(Items from a data source)
== Segment start ==
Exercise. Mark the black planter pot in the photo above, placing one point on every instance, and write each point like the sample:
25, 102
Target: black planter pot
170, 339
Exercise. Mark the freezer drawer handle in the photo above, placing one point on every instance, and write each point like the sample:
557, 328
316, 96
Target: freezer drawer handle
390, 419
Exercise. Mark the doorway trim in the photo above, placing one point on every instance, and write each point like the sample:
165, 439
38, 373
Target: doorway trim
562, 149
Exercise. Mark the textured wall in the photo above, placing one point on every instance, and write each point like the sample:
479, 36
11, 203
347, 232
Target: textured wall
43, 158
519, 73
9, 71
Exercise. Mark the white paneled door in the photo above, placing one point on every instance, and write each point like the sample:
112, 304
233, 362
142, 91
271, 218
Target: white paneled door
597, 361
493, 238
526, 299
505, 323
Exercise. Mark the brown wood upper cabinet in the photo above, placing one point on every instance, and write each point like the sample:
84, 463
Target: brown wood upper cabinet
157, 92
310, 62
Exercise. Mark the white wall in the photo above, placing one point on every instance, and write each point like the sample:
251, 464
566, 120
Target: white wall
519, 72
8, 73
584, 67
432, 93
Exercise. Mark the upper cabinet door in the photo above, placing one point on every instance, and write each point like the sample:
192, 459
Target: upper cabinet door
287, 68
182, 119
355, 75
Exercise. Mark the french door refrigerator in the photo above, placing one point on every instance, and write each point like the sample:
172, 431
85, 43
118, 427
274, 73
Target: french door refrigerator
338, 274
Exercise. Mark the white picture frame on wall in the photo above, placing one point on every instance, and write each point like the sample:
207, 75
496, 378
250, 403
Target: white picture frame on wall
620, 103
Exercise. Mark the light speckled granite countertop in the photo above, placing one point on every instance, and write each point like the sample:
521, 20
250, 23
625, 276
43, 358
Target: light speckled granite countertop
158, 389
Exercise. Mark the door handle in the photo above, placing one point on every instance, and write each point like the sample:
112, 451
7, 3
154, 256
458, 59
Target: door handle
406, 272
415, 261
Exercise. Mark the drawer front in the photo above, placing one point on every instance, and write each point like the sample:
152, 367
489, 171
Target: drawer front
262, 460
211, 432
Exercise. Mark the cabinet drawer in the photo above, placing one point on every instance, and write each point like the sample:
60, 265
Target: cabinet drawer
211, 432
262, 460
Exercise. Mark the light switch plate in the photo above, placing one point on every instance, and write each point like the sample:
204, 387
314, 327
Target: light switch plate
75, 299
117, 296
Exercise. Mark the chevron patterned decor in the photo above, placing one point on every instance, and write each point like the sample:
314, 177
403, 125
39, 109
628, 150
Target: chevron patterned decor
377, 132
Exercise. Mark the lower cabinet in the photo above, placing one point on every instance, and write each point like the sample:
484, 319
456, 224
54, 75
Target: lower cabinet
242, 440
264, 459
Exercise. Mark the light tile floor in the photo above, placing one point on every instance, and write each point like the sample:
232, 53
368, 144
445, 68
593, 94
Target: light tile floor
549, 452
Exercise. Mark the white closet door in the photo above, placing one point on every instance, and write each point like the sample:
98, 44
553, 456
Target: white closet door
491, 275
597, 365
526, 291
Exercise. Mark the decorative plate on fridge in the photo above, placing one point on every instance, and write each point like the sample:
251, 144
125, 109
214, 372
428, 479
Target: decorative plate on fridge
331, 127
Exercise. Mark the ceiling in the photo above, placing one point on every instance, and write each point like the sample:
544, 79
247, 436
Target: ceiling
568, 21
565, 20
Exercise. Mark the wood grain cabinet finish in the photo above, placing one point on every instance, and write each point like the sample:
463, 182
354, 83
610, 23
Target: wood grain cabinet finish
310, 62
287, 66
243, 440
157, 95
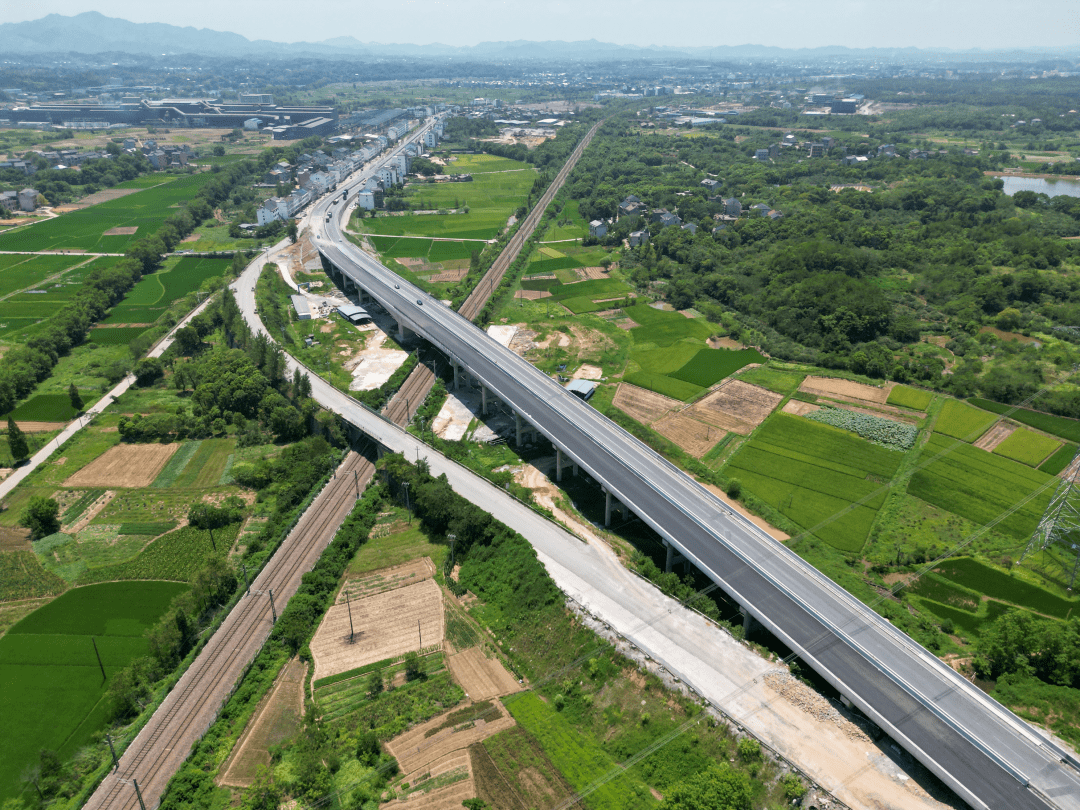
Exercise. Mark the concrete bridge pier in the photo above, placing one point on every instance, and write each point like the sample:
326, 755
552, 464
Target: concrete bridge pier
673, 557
== Segment end ==
== Segment start ==
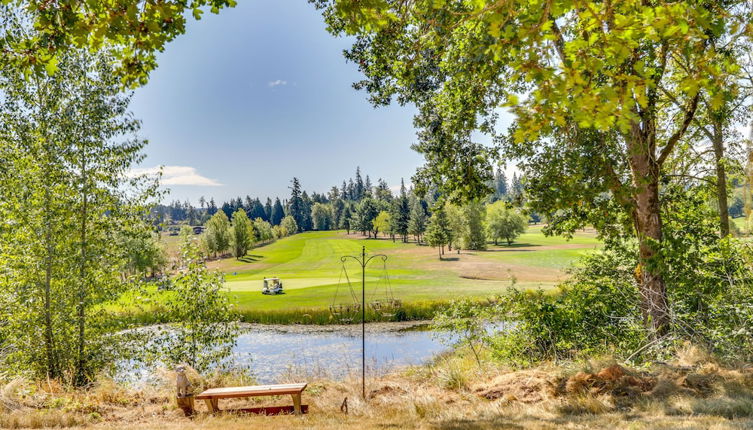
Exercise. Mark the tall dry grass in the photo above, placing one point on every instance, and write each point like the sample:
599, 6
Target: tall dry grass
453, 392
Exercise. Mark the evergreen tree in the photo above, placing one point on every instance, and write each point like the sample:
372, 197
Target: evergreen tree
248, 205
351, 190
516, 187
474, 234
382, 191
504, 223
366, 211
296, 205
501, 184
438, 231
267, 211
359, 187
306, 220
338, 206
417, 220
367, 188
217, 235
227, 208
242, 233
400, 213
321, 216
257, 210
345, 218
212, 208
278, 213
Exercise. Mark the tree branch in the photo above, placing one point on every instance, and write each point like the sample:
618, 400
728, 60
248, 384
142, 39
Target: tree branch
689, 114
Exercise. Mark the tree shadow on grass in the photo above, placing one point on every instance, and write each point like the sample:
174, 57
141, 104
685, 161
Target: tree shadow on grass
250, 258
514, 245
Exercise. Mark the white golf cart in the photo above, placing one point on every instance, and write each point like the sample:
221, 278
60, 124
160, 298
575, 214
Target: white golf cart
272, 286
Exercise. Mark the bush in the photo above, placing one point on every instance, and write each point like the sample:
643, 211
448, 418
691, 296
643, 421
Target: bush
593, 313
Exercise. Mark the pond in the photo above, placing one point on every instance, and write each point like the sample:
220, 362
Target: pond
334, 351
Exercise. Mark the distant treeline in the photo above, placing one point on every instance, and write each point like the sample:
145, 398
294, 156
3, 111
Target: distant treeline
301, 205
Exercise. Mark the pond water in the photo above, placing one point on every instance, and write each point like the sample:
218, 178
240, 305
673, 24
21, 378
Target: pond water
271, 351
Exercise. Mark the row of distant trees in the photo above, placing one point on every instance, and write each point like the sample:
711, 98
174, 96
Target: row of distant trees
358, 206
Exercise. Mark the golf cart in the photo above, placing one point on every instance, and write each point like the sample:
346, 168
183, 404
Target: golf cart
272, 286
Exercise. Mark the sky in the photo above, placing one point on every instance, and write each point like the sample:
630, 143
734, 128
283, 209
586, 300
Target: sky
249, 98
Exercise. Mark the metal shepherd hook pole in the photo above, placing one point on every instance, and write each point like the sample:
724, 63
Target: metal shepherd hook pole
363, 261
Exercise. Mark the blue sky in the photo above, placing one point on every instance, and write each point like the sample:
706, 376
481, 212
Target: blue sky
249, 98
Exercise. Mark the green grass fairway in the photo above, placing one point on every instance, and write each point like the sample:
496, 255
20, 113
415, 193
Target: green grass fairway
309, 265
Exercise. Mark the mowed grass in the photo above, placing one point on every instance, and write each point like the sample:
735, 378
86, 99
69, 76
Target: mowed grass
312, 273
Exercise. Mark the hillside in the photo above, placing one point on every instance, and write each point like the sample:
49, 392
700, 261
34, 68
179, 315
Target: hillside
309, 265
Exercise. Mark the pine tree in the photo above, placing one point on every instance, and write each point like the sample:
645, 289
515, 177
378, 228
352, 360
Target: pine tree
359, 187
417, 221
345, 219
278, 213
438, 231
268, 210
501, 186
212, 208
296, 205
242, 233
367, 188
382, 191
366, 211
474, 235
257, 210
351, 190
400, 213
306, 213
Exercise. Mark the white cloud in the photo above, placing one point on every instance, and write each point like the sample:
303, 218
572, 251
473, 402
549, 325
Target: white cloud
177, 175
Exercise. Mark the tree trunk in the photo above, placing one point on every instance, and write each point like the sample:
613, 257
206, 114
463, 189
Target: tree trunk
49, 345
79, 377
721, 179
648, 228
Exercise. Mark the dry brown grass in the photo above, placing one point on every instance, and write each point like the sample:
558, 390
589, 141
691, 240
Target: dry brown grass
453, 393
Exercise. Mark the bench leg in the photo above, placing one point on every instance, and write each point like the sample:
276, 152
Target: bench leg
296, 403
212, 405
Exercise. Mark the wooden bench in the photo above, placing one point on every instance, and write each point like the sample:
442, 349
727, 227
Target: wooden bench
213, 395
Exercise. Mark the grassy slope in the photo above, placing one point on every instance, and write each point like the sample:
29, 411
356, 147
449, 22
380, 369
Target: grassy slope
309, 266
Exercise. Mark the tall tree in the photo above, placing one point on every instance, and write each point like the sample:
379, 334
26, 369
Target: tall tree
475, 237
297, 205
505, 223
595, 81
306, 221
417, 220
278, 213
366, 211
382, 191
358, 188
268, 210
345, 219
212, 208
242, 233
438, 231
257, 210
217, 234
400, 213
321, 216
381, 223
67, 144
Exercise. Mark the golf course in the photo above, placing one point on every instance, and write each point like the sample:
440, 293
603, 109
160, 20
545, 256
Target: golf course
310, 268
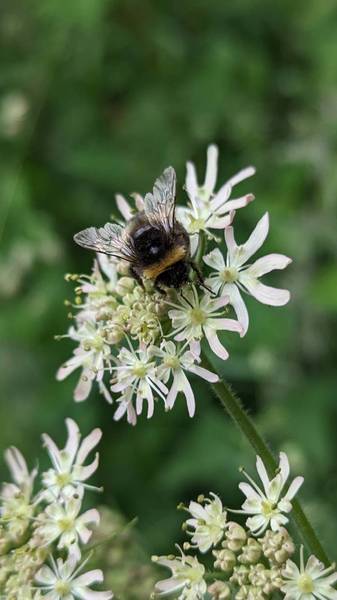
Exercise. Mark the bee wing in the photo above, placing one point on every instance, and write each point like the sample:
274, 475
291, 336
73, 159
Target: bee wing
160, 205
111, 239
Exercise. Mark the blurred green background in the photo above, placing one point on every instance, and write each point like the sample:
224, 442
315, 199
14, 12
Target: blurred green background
== Segment end ==
__Work to be completed__: How many lines in the entries above include the string "blurred"? Answer with the number only.

__Your response__: 2